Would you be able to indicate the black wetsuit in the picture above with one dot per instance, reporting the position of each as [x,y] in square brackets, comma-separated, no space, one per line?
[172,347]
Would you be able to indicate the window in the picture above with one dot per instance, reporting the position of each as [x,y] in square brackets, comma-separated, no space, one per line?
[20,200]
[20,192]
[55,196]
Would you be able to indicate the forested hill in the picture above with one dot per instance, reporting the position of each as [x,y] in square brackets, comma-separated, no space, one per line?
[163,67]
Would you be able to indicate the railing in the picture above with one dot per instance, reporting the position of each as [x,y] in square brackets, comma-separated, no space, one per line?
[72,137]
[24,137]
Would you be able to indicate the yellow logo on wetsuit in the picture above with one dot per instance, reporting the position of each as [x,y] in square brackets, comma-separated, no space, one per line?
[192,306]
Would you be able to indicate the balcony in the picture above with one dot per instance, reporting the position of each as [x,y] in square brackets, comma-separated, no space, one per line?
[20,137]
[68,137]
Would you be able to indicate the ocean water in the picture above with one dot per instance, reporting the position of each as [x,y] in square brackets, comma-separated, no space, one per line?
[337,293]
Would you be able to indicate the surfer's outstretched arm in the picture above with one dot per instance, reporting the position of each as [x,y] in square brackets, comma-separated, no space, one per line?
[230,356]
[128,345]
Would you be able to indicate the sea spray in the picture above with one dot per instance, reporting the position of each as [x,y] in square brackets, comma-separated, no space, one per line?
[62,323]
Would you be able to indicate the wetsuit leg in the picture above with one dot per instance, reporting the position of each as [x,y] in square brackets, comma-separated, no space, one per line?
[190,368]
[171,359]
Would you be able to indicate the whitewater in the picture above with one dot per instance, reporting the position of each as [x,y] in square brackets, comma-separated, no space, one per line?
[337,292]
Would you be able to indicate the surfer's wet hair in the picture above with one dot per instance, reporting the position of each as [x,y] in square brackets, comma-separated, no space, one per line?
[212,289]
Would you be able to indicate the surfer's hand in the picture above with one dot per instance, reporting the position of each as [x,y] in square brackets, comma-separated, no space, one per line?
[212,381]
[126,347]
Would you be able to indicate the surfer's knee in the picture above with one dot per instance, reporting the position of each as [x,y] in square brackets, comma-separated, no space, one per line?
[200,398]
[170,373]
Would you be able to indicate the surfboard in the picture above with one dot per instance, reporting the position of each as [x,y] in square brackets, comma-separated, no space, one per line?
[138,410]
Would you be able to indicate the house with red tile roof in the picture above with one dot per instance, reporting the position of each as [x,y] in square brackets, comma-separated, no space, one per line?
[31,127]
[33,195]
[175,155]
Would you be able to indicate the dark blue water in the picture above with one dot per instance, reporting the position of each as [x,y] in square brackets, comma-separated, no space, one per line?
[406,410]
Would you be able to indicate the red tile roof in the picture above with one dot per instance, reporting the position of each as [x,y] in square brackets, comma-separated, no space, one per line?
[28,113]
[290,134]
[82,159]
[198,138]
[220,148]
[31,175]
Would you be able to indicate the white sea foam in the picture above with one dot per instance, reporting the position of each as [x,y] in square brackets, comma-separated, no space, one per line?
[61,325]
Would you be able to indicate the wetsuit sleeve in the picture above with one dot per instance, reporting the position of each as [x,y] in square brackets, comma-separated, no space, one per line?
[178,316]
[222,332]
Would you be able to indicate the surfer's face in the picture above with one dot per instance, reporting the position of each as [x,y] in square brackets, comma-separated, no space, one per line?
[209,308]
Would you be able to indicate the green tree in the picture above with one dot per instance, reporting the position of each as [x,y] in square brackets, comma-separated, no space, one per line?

***

*Instructions for the task*: Repeat all the entries word for word.

*The reply*:
Would you be able to indicate the black wetsuit in the picture above with one dot per instance, reporting the position of each as [x,y] in square brackets, comma-separated, no space, one per line?
[172,347]
Would you be able to indicate the window in the picture above with one dot per instance, reporting the position of each as [x,y] in square brackets, comma-separated, no space, one per line?
[20,200]
[20,192]
[55,196]
Would you be able to indicate the forested hill in the picture above with one dot per instance, reporting the position of each as [x,y] in square brackets, comma-separated, no space, one per line?
[163,67]
Would you be able to indicate the railing in the picture above with one dot per instance, reporting the position of each as [x,y] in square brackets, comma-separated, no space, one per line?
[72,137]
[24,137]
Would you be able to indicate the yellow logo on wetsuit in the picture above with one dot per instance, reporting the position of each as [x,y] in square brackets, comma-separated, no space, one per line?
[192,306]
Would you be able to indicate the balcony in the picture above with one dot per instance, reporting the position of each as [x,y] in square brackets, comma-separated, no space, one per line?
[20,137]
[68,137]
Would you be able to indicate the ocean water in the picture above with one dot per instance, reporting the position of each as [x,y] in square brackets, comma-separated, no space, one per line?
[337,293]
Would you be able to indicate the surfer's outstretched arm in the picture above with one dot per instance, reporting the position of each as [x,y] in square brackets, comma-separated, no space, one per line?
[230,356]
[128,345]
Would you be able to indicate the sea spray in the picture above with one dot per instance, reporting the position of each as [x,y] in square brackets, comma-separated, no space, one per line?
[62,323]
Would you be able to indicate the wetsuit leg in the picture above with one dot per instance, reporting the position of each as [x,y] in square brackets, comma-separated, no space, one per line?
[190,368]
[171,359]
Would you be able to indicate the whitewater in the picture above with one dot per instance, reporting the position of each as [x,y] in square brackets, comma-separated, no space, one per line?
[337,292]
Would you be able to indicate the surfer's wet hair in the picture above with one dot per instance, reporting the position of each as [x,y] in square brackets, comma-separated, no space, one per line?
[212,289]
Would you be able to indicate the surfer's hand in the picture above with one dot per instance, reporting the position of each as [x,y] in square brackets, comma-separated, no space, one per line?
[212,381]
[126,347]
Would you be able to indicate the surfer's knee in the picture above with one dot per instance, reporting the position of each as [x,y] in square brackets, comma-separated, no space, one per line?
[200,398]
[170,373]
Would you be able to indicate the surfboard in the picture above with one dot per instance, reporting the position of each as [x,y] in square brackets, comma-separated, no space, one per line?
[138,410]
Would you be able to indicate the house with red tile roof in the picture above with one dot per instance, reporting the position of each as [x,y] in square brackets, comma-separated, no space, one per line?
[31,127]
[33,195]
[175,155]
Would you be able to indicate the dark blue water in the picture above with one dot per instance, reporting the position of each as [x,y] in square brackets, comma-separated, no space, one per line?
[406,410]
Would you be able to indicate the red tile roof in the picture above with one dot per instance, reporting the position of each as [x,y] in square brackets, comma-separated, no space, one per line?
[28,113]
[290,134]
[82,159]
[198,138]
[220,148]
[31,175]
Would you be able to indicate the white sea foam in the picture above with one dot per instance, reporting the position of each as [x,y] in square brackets, comma-separated, no space, one per line?
[61,325]
Would you be able to indicate the wetsuit sleeve in the picture above with one dot per instance, reporting the position of each as [x,y] in square brackets, comma-separated, no space, one per line?
[178,316]
[222,332]
Would you be able to indicate the surfer's face in the picture above with one dot per instance, reporting the position of each as [x,y] in square brackets, comma-separated, no space, one per line?
[209,308]
Would you be able to indicate the green tree in the picture above with one dot per instance, reporting the position of each as [x,y] in square brackets, comma-separated, no space, one per line?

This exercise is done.